(Material for this task Opens)

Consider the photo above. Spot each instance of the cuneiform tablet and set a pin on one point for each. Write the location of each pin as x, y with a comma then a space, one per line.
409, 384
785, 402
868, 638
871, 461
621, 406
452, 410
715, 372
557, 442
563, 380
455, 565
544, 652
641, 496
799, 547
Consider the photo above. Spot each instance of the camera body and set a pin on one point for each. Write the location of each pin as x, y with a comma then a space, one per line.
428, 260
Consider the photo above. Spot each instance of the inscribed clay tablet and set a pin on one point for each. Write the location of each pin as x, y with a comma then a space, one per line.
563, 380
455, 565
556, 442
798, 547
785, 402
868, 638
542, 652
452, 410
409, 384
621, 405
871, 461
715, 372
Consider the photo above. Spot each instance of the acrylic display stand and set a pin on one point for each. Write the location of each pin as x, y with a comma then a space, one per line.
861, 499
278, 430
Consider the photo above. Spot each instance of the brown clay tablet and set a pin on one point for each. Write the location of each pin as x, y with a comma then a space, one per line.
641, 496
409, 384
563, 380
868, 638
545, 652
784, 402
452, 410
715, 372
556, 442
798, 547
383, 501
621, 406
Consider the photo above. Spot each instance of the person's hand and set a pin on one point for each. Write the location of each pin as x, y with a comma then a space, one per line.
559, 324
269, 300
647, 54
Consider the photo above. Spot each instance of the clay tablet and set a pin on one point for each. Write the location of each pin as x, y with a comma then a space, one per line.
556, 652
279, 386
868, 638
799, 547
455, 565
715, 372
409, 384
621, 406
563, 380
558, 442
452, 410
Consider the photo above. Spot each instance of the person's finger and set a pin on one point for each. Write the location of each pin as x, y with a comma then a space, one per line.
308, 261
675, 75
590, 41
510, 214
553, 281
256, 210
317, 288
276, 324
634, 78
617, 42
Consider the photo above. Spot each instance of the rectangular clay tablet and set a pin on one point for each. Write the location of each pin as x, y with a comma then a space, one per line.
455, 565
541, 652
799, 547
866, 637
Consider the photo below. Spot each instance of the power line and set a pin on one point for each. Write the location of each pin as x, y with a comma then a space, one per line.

(Material for this task Closes)

Problem to work on: The full set of entries has to be duplicated precisely.

Task response:
Consider the photo above. Spot each instance of the cuneiform tablet and set a pin on one point for each. Write the location of each pin as x, y with a comma then a space, one per line.
409, 384
785, 402
868, 638
871, 461
621, 406
452, 410
715, 372
557, 442
563, 380
455, 565
544, 652
641, 496
799, 547
Consider the photo above. Spot each instance of the camera body and set a pin on one point for each. Write the location of each pin as x, y with a comma then a space, one per line.
428, 260
Consider the photo above. Spot each instance of the inscribed clay tablet and set a pin on one point for each. Write the location of each pin as x, y with a comma then a space, one per line.
563, 380
455, 565
556, 442
798, 547
785, 402
868, 638
542, 652
452, 410
409, 384
621, 405
871, 461
715, 372
Consider the photo above. Spot each instance of the acrylic display stand and set a pin on one point for each. Write the location of each pin as x, y with a comma then a space, one per line.
861, 499
278, 430
Consider the photo above. Spot each instance of the brown clay tablet and set a pin on one point for each. Write the location of each pin as x, y with a comma then a space, one per line.
641, 496
409, 384
563, 380
868, 638
545, 652
784, 402
452, 410
715, 372
556, 442
798, 547
383, 501
621, 406
Consider the photo above. Spot each instance of the person's hand and set a pin on one point for each. Write the location of each pin as x, y with a comma then a space, one per line.
559, 324
269, 300
647, 54
Consider the photo above. Spot each instance of the clay tablet and set a pin on one point for each. Write the location of each pin as x, y with a comma then a space, one per line.
556, 652
279, 386
868, 638
799, 547
455, 565
715, 372
409, 384
621, 406
563, 380
558, 442
452, 410
Consider the photo above. Spot each instance of the person's finger and set a pin on one point for each. Write the location of each pin as x, y with a comma then a space, one per line.
308, 261
675, 75
590, 41
510, 214
553, 281
256, 210
317, 288
276, 324
634, 78
617, 42
Consider the photo above. Spot each instance of the rectangular clay tablet and set a pin on one point for each. Write the location of each pin as x, y with a comma then a space, one per line.
455, 565
541, 652
799, 547
866, 637
Consider the photo below. Spot each instance of the power line and set a pin on one point for each. Write the location of each pin as x, y with a comma then a space, one per line.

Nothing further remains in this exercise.